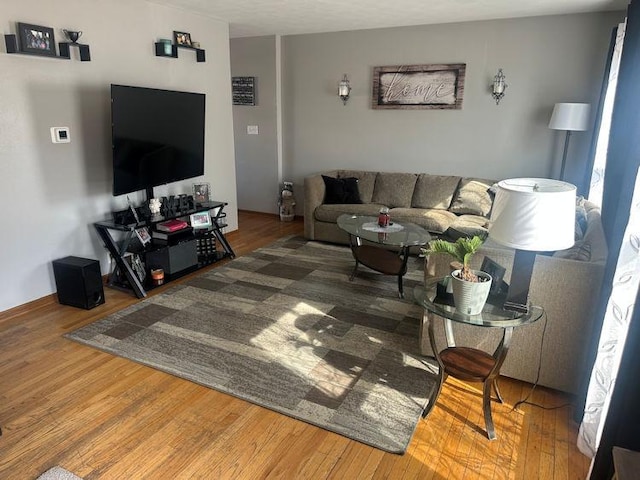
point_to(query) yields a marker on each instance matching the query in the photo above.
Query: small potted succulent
(470, 287)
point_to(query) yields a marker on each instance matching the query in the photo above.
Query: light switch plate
(60, 135)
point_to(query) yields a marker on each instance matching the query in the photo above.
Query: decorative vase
(72, 35)
(470, 297)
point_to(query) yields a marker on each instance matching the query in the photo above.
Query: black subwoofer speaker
(79, 282)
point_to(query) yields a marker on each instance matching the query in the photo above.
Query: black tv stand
(123, 275)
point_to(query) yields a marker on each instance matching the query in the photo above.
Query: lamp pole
(564, 153)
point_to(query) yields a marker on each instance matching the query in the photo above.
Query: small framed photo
(201, 193)
(496, 271)
(200, 220)
(182, 39)
(143, 235)
(36, 40)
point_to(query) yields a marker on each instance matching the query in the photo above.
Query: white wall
(545, 59)
(256, 155)
(51, 194)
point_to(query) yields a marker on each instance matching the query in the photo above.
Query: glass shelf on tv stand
(123, 275)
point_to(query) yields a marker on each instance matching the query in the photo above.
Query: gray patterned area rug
(284, 328)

::::::::

Quote each entry above verbatim and drop the pictures.

*Response to this exercise:*
point_to(query) yields a marker on each instance matching the query in the photo above.
Query: small potted succulent
(470, 287)
point_to(query) yields a marker on each instance matching the query in the photo above.
Query: light switch plate
(60, 135)
point_to(query) yields a marker on each instance matching the query in the photo above.
Query: decorative vase
(72, 35)
(470, 297)
point_to(query) yields a marker on each instance matching the query in the photo above.
Query: black subwoofer speaker
(79, 282)
point_to(query) yields a marker on each instance matching the query in the photo above.
Query: black tv stand
(123, 275)
point_to(query) yields a marker on each instance matching the query in the photo above.
Query: lamp pole
(564, 153)
point_to(query) yields a marker on each instance matching the query in the photo above.
Query: small framed photo
(201, 193)
(496, 271)
(200, 220)
(182, 39)
(143, 235)
(36, 40)
point_to(query) yields a marker on each instance matching the query in the photo above.
Query: white wall
(545, 59)
(256, 155)
(51, 194)
point_to(query) yields a marker on each instance matching the query in the photo above.
Query: glass shelf on tv stand
(123, 275)
point_to(query) yields a marker on each instance matching the query in the photo above.
Query: gray patterned area rug
(284, 328)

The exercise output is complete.